### [Excerpted passage]
= = = = = = =

Steven: Actually not. You would think that. Well, first of all, when it comes to writing music that is a little bit more higher level but not too higher level, so as to turn off a broader audience… But what that also does is severely limit the number of composers, other composers in the world that could approach this new genre, the genre of New Age Chamber, Music which is what we’re calling it here, and make a good faith effort to compose their own version of it. Because you can’t really do it unless you have a solid compositional background.

Without a foundation, it’s going to be very, very hard to do. You could write sort of sounds that kind of dance around it and so on but if you don’t have a solid foundation, there’s only a few percentage appointments of composers in the world that can write out of the bo,x which is the use of these DAWs electronic MIDI and sample configurations. Most of them really can’t write music at this level, unfortunately. So, it’s a much more limited market.

From the time standpoint… I’m using only a few instruments because the chamber music environment is only a few instruments. That could be one, two, five or six of live instruments, so it doesn’t take that long to put together.

= = = = = = =

### [Records supplied]
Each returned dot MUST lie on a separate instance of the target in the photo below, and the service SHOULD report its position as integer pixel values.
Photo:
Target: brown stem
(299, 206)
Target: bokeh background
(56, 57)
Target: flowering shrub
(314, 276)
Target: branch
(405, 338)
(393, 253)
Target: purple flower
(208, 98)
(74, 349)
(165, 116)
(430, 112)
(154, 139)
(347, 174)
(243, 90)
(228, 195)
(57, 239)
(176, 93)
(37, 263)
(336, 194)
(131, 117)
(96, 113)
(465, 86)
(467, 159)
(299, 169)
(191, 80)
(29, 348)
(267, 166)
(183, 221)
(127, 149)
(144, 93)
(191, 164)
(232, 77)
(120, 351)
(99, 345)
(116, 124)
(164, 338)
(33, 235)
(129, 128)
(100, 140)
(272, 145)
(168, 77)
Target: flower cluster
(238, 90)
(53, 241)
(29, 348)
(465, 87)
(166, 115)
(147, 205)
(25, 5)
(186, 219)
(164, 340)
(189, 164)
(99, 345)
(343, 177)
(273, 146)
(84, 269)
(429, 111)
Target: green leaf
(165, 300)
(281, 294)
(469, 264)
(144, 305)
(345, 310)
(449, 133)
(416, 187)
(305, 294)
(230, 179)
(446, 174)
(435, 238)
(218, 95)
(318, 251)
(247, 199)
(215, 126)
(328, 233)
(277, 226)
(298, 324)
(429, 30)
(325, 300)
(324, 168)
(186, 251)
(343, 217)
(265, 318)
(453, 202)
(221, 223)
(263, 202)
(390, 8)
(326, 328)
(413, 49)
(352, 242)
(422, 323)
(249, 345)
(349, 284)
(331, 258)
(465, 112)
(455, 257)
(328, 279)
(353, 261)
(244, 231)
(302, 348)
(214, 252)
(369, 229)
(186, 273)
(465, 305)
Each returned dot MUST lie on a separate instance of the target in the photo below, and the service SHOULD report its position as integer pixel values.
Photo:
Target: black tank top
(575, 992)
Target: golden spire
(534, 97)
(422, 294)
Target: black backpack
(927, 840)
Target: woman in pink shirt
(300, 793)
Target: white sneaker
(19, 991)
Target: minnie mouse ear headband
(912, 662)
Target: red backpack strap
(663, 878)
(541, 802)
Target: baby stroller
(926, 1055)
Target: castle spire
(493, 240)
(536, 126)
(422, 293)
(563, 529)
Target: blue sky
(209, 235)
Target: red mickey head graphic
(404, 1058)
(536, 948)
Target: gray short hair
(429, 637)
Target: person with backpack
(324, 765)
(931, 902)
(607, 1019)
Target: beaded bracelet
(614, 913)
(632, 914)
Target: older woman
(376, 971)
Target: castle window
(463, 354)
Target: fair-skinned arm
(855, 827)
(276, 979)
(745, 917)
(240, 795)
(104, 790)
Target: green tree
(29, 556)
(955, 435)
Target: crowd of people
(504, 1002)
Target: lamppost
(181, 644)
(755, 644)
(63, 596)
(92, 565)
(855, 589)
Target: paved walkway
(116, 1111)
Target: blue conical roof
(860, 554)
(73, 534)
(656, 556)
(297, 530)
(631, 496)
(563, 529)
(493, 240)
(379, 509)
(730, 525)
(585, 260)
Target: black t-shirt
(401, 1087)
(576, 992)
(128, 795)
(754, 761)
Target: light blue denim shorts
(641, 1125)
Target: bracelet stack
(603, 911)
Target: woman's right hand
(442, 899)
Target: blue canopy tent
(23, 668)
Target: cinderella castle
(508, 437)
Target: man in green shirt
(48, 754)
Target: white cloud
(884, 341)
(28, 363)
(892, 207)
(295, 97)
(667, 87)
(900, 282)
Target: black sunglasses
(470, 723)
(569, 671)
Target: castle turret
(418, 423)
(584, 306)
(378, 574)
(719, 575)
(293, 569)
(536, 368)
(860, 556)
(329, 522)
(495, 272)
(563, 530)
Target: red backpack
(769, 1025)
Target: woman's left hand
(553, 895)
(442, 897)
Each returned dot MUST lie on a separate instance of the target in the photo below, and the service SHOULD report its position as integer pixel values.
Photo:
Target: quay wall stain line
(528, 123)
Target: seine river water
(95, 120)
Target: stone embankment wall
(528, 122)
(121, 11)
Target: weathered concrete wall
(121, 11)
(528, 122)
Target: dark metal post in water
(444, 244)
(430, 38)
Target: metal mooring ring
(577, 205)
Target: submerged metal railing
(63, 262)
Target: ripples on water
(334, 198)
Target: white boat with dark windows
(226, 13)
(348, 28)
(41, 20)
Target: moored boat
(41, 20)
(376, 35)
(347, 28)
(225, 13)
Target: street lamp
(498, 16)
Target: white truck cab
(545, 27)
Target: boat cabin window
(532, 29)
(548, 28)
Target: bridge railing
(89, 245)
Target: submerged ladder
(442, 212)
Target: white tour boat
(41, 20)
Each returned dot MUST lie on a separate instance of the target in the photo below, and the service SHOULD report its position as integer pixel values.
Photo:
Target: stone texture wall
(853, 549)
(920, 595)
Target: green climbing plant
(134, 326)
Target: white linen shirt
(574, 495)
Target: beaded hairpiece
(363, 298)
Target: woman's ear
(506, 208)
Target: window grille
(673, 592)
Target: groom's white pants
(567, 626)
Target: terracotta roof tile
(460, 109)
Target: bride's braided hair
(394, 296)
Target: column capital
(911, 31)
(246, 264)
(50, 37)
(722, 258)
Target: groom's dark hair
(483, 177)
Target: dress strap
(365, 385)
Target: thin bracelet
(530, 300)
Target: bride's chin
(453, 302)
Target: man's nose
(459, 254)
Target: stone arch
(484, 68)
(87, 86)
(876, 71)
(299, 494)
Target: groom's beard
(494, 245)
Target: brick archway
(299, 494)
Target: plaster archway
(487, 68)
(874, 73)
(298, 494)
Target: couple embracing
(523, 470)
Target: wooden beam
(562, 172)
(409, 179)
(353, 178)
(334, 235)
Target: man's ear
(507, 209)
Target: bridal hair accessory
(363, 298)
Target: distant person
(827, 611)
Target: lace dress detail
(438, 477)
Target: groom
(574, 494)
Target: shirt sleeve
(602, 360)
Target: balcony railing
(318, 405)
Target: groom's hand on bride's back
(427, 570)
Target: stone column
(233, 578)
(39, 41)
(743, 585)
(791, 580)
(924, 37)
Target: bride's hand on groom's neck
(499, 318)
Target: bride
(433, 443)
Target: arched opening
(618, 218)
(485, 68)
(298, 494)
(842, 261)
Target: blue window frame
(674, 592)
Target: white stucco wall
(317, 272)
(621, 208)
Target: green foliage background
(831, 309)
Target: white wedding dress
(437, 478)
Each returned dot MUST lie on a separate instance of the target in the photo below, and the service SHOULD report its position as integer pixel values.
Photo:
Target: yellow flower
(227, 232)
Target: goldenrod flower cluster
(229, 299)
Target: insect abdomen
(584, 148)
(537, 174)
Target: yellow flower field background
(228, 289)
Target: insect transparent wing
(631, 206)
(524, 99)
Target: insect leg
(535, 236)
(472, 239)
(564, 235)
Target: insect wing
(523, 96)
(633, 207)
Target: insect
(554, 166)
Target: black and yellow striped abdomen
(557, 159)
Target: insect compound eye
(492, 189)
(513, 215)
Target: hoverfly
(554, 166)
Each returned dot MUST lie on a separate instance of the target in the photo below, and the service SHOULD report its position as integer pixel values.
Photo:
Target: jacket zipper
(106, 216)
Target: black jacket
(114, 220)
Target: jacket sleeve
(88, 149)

= = = = = = =

### [Complete the following]
a – Duplicate the interview excerpt on New Age Chamber Music from "Steven: Actually not." to "solid compositional background.".
b – In the interview excerpt on New Age Chamber Music, how many live instruments does the speaker say a chamber music setting could use?
c – Please resume the interview excerpt on New Age Chamber Music after its last sentence.

### [Response list]
a –
Steven: Actually not. You would think that. Well, first of all, when it comes to writing music that is a little bit more higher level but not too higher level, so as to turn off a broader audience… But what that also does is severely limit the number of composers, other composers in the world that could approach this new genre, the genre of New Age Chamber, Music which is what we’re calling it here, and make a good faith effort to compose their own version of it. Because you can’t really do it unless you have a solid compositional background.

b – One, two, five or six.

c –
The composition time is for me pretty quick. It didn’t take that long to actually compose the tracks for this. And then of course most of the the other work in the preparation is not production. That’s basically… I think I’ve answered your question.

D.A.: No, absolutely. That’s great. You’ve already mentioned a few artists and composers but who are you specifically influenced by?

Steven: The entire classical world of… the 300 or 400 years of music and cuts and study has always had a great influence on my work. This is a thing as a favorite composer. I think what would make sense is to be able to say I love Bach from the Baroque era. I love Beethoven and you know. And Haydn and Mozart from their years.

I think it’s more about… It’s really time specific in that when we roll forward to the 20th century, composers that had a great deal of influence on me were the music of Béla Bartók. To some extent Stravinsky, and a great composer that is not really well known, Karol with a K-A-R-O-L, Rathaus, R-a-t-h-a-u-s, who was kind of the Polish Chopin of the 20th century who died in 1955.

He and his music and his teachers, which go back to Bach, I’m sorry not Bach but Brahms and Fuchs and later Schreker and Vienna were firmly based in traditional techniques that go back to Haydn and Mozart.

And then, rolling forward Rathaus was the teacher at Queens College in New York, from whom three of some of the most talented composers of the 20th century emerged. Those were Gabriel Fontrier, Sol Berkowitz, Leo Kraft all of whom I studied with. So that’s kind of my lineage.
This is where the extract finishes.